» Given problem:
Please reproduce every row below word for word, and leave the pictures out of your answer.

» Exercise data:
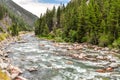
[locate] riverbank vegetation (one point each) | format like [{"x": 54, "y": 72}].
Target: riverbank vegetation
[
  {"x": 92, "y": 21},
  {"x": 10, "y": 24},
  {"x": 4, "y": 76}
]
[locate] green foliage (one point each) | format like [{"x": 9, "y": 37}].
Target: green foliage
[
  {"x": 1, "y": 29},
  {"x": 3, "y": 36},
  {"x": 104, "y": 40},
  {"x": 96, "y": 22},
  {"x": 116, "y": 43},
  {"x": 4, "y": 76},
  {"x": 14, "y": 30}
]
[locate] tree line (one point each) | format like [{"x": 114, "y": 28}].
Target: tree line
[
  {"x": 93, "y": 21},
  {"x": 17, "y": 22}
]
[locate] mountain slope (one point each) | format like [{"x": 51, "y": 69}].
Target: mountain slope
[
  {"x": 93, "y": 21},
  {"x": 27, "y": 17}
]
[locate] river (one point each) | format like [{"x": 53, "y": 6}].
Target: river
[{"x": 49, "y": 65}]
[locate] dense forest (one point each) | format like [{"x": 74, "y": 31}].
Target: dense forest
[
  {"x": 93, "y": 21},
  {"x": 17, "y": 23}
]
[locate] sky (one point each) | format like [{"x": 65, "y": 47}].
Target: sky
[{"x": 39, "y": 6}]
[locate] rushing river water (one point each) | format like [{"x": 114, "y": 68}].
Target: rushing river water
[{"x": 51, "y": 66}]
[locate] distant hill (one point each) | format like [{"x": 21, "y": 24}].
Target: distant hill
[{"x": 27, "y": 17}]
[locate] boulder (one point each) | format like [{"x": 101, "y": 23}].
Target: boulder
[
  {"x": 69, "y": 62},
  {"x": 20, "y": 78},
  {"x": 114, "y": 65},
  {"x": 3, "y": 65},
  {"x": 32, "y": 69}
]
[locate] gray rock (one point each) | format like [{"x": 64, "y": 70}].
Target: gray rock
[
  {"x": 4, "y": 65},
  {"x": 114, "y": 65}
]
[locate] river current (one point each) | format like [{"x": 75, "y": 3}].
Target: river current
[{"x": 49, "y": 65}]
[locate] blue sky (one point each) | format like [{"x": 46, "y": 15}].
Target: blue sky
[{"x": 38, "y": 7}]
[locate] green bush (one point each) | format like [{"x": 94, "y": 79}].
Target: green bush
[
  {"x": 116, "y": 43},
  {"x": 105, "y": 40}
]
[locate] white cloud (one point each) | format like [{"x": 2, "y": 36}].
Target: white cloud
[{"x": 34, "y": 7}]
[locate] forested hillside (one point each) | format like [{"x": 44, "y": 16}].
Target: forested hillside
[
  {"x": 92, "y": 21},
  {"x": 10, "y": 23}
]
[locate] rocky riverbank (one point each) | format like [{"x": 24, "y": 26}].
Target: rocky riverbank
[
  {"x": 109, "y": 58},
  {"x": 5, "y": 62}
]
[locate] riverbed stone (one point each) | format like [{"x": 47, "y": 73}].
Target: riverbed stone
[
  {"x": 20, "y": 78},
  {"x": 3, "y": 65}
]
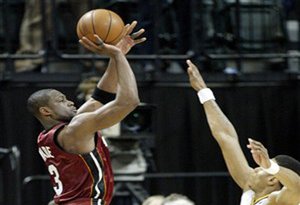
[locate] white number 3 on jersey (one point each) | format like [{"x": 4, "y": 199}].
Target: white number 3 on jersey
[{"x": 59, "y": 186}]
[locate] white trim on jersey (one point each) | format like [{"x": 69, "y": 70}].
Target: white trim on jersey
[{"x": 99, "y": 175}]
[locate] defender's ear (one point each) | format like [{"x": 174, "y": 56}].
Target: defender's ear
[{"x": 45, "y": 111}]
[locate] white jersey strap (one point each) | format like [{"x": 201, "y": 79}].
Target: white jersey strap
[{"x": 247, "y": 197}]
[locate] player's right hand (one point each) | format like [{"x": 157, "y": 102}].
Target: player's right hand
[{"x": 130, "y": 39}]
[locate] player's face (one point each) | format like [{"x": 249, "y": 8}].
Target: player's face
[
  {"x": 259, "y": 180},
  {"x": 62, "y": 109}
]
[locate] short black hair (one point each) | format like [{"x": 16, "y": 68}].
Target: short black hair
[
  {"x": 38, "y": 99},
  {"x": 288, "y": 162}
]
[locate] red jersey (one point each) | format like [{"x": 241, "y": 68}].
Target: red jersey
[{"x": 84, "y": 179}]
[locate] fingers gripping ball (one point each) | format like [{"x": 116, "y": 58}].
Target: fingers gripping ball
[{"x": 106, "y": 24}]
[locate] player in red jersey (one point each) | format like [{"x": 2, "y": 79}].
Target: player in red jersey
[{"x": 71, "y": 146}]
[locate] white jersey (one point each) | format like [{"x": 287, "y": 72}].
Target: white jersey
[{"x": 248, "y": 199}]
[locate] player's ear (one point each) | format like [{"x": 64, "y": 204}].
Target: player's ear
[
  {"x": 45, "y": 111},
  {"x": 272, "y": 180}
]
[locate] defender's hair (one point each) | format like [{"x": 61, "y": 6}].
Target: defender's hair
[{"x": 38, "y": 99}]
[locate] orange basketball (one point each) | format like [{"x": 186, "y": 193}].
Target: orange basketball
[{"x": 105, "y": 23}]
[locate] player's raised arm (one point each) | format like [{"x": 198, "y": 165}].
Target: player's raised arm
[
  {"x": 221, "y": 129},
  {"x": 107, "y": 86},
  {"x": 78, "y": 134}
]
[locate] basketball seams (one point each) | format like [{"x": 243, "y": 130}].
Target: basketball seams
[
  {"x": 105, "y": 23},
  {"x": 116, "y": 37},
  {"x": 93, "y": 25},
  {"x": 80, "y": 28},
  {"x": 109, "y": 27}
]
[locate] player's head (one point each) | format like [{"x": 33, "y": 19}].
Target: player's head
[
  {"x": 288, "y": 162},
  {"x": 50, "y": 104},
  {"x": 261, "y": 180},
  {"x": 154, "y": 200},
  {"x": 177, "y": 199}
]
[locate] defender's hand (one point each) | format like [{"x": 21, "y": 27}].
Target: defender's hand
[
  {"x": 195, "y": 77},
  {"x": 130, "y": 39}
]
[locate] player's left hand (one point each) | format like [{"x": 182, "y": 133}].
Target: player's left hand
[
  {"x": 259, "y": 153},
  {"x": 130, "y": 39}
]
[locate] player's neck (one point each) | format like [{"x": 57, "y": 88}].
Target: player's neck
[{"x": 49, "y": 123}]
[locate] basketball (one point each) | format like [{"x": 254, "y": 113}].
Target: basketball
[{"x": 105, "y": 23}]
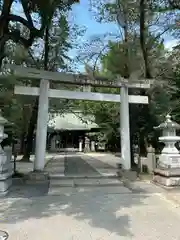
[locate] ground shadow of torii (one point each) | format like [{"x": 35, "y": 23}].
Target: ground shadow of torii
[{"x": 99, "y": 209}]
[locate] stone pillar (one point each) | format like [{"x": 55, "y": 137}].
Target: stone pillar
[
  {"x": 124, "y": 128},
  {"x": 151, "y": 159},
  {"x": 87, "y": 147},
  {"x": 93, "y": 146},
  {"x": 42, "y": 121},
  {"x": 53, "y": 143},
  {"x": 5, "y": 162}
]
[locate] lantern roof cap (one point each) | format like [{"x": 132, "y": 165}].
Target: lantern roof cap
[{"x": 168, "y": 123}]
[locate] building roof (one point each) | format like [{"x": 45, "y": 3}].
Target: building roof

» Expected output:
[locate] riverbank vegetation (one point each) | format like [{"x": 54, "y": 72}].
Target: riverbank vegetation
[
  {"x": 92, "y": 21},
  {"x": 10, "y": 24},
  {"x": 4, "y": 76}
]
[locate] green foliage (one point each) | format like [{"x": 9, "y": 37}].
Target: green foliage
[
  {"x": 1, "y": 29},
  {"x": 3, "y": 36},
  {"x": 104, "y": 40},
  {"x": 96, "y": 22},
  {"x": 116, "y": 43},
  {"x": 4, "y": 76},
  {"x": 14, "y": 30}
]
[locate] tree line (one point each) | format like [{"x": 114, "y": 28}].
Target: tree line
[
  {"x": 93, "y": 21},
  {"x": 17, "y": 22}
]
[locate] mountain slope (one point each) | format like [{"x": 51, "y": 69}].
Target: mountain slope
[
  {"x": 93, "y": 21},
  {"x": 27, "y": 17}
]
[locate] river (one point each) | format like [{"x": 53, "y": 6}].
Target: river
[{"x": 49, "y": 65}]
[locate] dense forest (one point each) | format like [{"x": 74, "y": 31}].
Target: dense forest
[
  {"x": 93, "y": 21},
  {"x": 17, "y": 23}
]
[locate] sky (one point each) | format like [{"x": 65, "y": 47}].
Target: sky
[{"x": 39, "y": 6}]
[locate] rushing river water (one point each) | format like [{"x": 114, "y": 68}].
Target: rushing river water
[{"x": 51, "y": 66}]
[locate] distant hill (one point each) | format like [{"x": 21, "y": 24}].
Target: distant hill
[{"x": 27, "y": 17}]
[locate] boulder (one point each) | format like [{"x": 101, "y": 23}].
Target: boulder
[
  {"x": 69, "y": 62},
  {"x": 20, "y": 78},
  {"x": 114, "y": 65},
  {"x": 3, "y": 65},
  {"x": 32, "y": 69}
]
[locate] gray rock (one point each) | format like [{"x": 64, "y": 70}].
Target: gray rock
[
  {"x": 4, "y": 65},
  {"x": 114, "y": 65}
]
[locate] river current (one point each) | format like [{"x": 75, "y": 3}].
Target: river current
[{"x": 49, "y": 65}]
[locate] blue sky (one point each) | format like [{"x": 46, "y": 15}].
Target: blue sky
[{"x": 38, "y": 7}]
[locate] green bush (one point each) | format like [{"x": 94, "y": 79}].
Target: green bush
[
  {"x": 116, "y": 43},
  {"x": 105, "y": 40}
]
[locate] white cloud (one point each) | format like [{"x": 2, "y": 36}].
Target: white cloud
[{"x": 34, "y": 7}]
[locate] forested hillside (one point each) | format like [{"x": 44, "y": 16}].
Target: forested hillside
[
  {"x": 92, "y": 21},
  {"x": 10, "y": 23}
]
[locate] rocky riverbank (one point each) | format like [{"x": 24, "y": 26}].
Target: rocky riverbank
[
  {"x": 109, "y": 58},
  {"x": 5, "y": 62}
]
[locate] riverbed stone (one point each) | format like [{"x": 47, "y": 73}].
Target: riverbed stone
[
  {"x": 20, "y": 78},
  {"x": 3, "y": 65}
]
[locate] white number 3 on jersey (one point each) | format like [{"x": 4, "y": 199}].
Target: white number 3 on jersey
[{"x": 59, "y": 186}]
[locate] white trim on jersey (one point each) | format like [{"x": 69, "y": 70}].
Target: white trim on jersey
[{"x": 99, "y": 175}]
[locate] defender's ear (one point each) | format like [{"x": 174, "y": 56}].
Target: defender's ear
[{"x": 45, "y": 111}]
[locate] white jersey strap (one point each) | format like [{"x": 201, "y": 79}].
Target: white jersey strap
[{"x": 247, "y": 197}]
[locate] player's right hand (one point each) | format like [{"x": 157, "y": 102}].
Target: player's right hand
[{"x": 130, "y": 39}]
[locate] player's face (one point each) | format like [{"x": 249, "y": 8}].
Target: player's face
[
  {"x": 259, "y": 180},
  {"x": 62, "y": 109}
]
[locate] short black hair (one point each) | format like [{"x": 16, "y": 68}].
Target: short black hair
[
  {"x": 38, "y": 99},
  {"x": 288, "y": 162}
]
[locate] red jersey (one point each) | format like [{"x": 241, "y": 68}].
Target: red jersey
[{"x": 84, "y": 179}]
[locate] fingers gripping ball (one point each) | format like [{"x": 116, "y": 58}].
Target: fingers gripping ball
[{"x": 106, "y": 24}]
[locate] player in red jersey (one point each) | format like [{"x": 2, "y": 79}].
Target: player in red jersey
[{"x": 71, "y": 146}]
[locate] white jersey (one point each) | format like [{"x": 287, "y": 72}].
Target: white jersey
[{"x": 248, "y": 199}]
[locate] player's ear (one point each) | format like [{"x": 64, "y": 204}].
Target: player's ear
[
  {"x": 45, "y": 111},
  {"x": 272, "y": 180}
]
[locate] defender's hair (one point each) | format like [{"x": 61, "y": 6}].
Target: defender's hair
[{"x": 38, "y": 99}]
[locate] orange basketball (one point each) | format like [{"x": 186, "y": 193}].
Target: orange basketball
[{"x": 105, "y": 23}]
[locate] player's raised arm (one point each) | format like [{"x": 198, "y": 165}].
Target: player's raised arm
[
  {"x": 221, "y": 129},
  {"x": 107, "y": 86},
  {"x": 78, "y": 134}
]
[locate] basketball seams (one point each) | format like [{"x": 243, "y": 130}].
Target: basketball seams
[
  {"x": 105, "y": 23},
  {"x": 116, "y": 37},
  {"x": 93, "y": 25},
  {"x": 80, "y": 28},
  {"x": 109, "y": 27}
]
[locate] player's head (one point each) | format like [{"x": 33, "y": 19}].
Target: player's head
[
  {"x": 288, "y": 162},
  {"x": 50, "y": 104},
  {"x": 261, "y": 180},
  {"x": 154, "y": 200},
  {"x": 177, "y": 199}
]
[locate] defender's hand (one point each) | format like [{"x": 21, "y": 27}].
Target: defender's hand
[
  {"x": 195, "y": 77},
  {"x": 130, "y": 39}
]
[locate] player's left hand (one point each) | format like [{"x": 182, "y": 133}].
Target: player's left hand
[
  {"x": 259, "y": 153},
  {"x": 130, "y": 39}
]
[locate] player's neck (one point each) | format like [{"x": 57, "y": 88}].
Target: player's neck
[{"x": 49, "y": 123}]
[locate] basketball (one point each) | format like [{"x": 254, "y": 113}].
Target: basketball
[{"x": 105, "y": 23}]
[locate] ground shadow of torii (one point each) | format like [{"x": 35, "y": 23}].
Target: ground shadow of torii
[{"x": 99, "y": 209}]
[locate] stone pillar (one point each) | format like [{"x": 55, "y": 137}].
Target: stone pillar
[
  {"x": 124, "y": 128},
  {"x": 151, "y": 159},
  {"x": 87, "y": 147},
  {"x": 93, "y": 146},
  {"x": 42, "y": 121},
  {"x": 53, "y": 143},
  {"x": 5, "y": 162}
]
[locate] lantern roof cap (one point each) | format like [{"x": 132, "y": 165}].
Target: lantern roof cap
[{"x": 168, "y": 123}]
[locate] building roof (one point each) | format like [{"x": 45, "y": 3}].
Target: building roof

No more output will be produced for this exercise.